▶ _Consigne écrite_:
Recopiez à l'identique toutes les données ci-dessous, sans changer une seule ligne.

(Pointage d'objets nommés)

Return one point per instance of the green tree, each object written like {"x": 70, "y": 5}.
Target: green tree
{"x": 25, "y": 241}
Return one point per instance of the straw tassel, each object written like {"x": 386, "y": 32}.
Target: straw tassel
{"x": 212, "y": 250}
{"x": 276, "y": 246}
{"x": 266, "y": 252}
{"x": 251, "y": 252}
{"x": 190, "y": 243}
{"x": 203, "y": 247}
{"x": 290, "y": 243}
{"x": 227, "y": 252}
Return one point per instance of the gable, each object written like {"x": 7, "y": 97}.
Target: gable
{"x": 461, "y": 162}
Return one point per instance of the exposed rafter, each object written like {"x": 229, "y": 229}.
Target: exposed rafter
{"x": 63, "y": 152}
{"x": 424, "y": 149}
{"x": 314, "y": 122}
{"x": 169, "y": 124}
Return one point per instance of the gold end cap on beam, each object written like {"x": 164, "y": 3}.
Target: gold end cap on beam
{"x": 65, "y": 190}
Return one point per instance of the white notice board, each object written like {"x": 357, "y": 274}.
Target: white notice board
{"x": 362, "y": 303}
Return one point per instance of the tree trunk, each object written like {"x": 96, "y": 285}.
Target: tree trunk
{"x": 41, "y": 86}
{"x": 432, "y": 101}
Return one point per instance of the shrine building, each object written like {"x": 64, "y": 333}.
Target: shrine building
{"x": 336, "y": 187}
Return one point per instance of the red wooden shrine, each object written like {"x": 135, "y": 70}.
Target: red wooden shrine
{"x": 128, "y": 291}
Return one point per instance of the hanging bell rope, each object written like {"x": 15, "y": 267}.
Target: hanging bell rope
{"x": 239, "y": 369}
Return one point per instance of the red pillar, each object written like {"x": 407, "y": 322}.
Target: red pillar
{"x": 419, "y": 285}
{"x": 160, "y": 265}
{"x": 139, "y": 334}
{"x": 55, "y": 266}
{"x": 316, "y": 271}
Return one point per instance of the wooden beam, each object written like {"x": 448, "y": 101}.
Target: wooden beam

▶ _Réponse_:
Return one point per instance of the green tree, each object written like {"x": 70, "y": 5}.
Target: green tree
{"x": 25, "y": 241}
Return one point per instance of the straw tassel, each object written like {"x": 386, "y": 32}.
Target: straw tassel
{"x": 212, "y": 250}
{"x": 276, "y": 246}
{"x": 266, "y": 252}
{"x": 251, "y": 252}
{"x": 190, "y": 243}
{"x": 203, "y": 247}
{"x": 290, "y": 243}
{"x": 227, "y": 252}
Return one point per instance of the gable, each object written like {"x": 7, "y": 97}.
Target: gable
{"x": 461, "y": 162}
Return one point per instance of the exposed rafter, each object written like {"x": 229, "y": 229}.
Target: exposed rafter
{"x": 63, "y": 152}
{"x": 424, "y": 149}
{"x": 314, "y": 122}
{"x": 169, "y": 124}
Return one point per instance of the gold end cap on beam, each object written like {"x": 164, "y": 3}.
Target: gold end cap on beam
{"x": 65, "y": 190}
Return one point per instance of the white notice board, each object written like {"x": 357, "y": 274}.
Target: white notice board
{"x": 362, "y": 303}
Return one point per instance of the tree trunk, each object written like {"x": 96, "y": 285}.
Target: tree trunk
{"x": 41, "y": 86}
{"x": 432, "y": 101}
Return one point per instance of the shrine building, each object written like {"x": 64, "y": 333}.
Target: shrine building
{"x": 336, "y": 187}
Return one point per instance of the red wooden shrine, each object written like {"x": 135, "y": 70}.
Target: red wooden shrine
{"x": 128, "y": 291}
Return one point per instance of the hanging bell rope, each object written like {"x": 15, "y": 267}.
Target: hanging bell rope
{"x": 239, "y": 369}
Return one point per instance of the red pillar, each object written like {"x": 407, "y": 322}.
Target: red pillar
{"x": 419, "y": 285}
{"x": 160, "y": 265}
{"x": 139, "y": 334}
{"x": 55, "y": 266}
{"x": 316, "y": 271}
Return one point per instance of the wooden beam, each object written like {"x": 448, "y": 101}.
Target: wooden beam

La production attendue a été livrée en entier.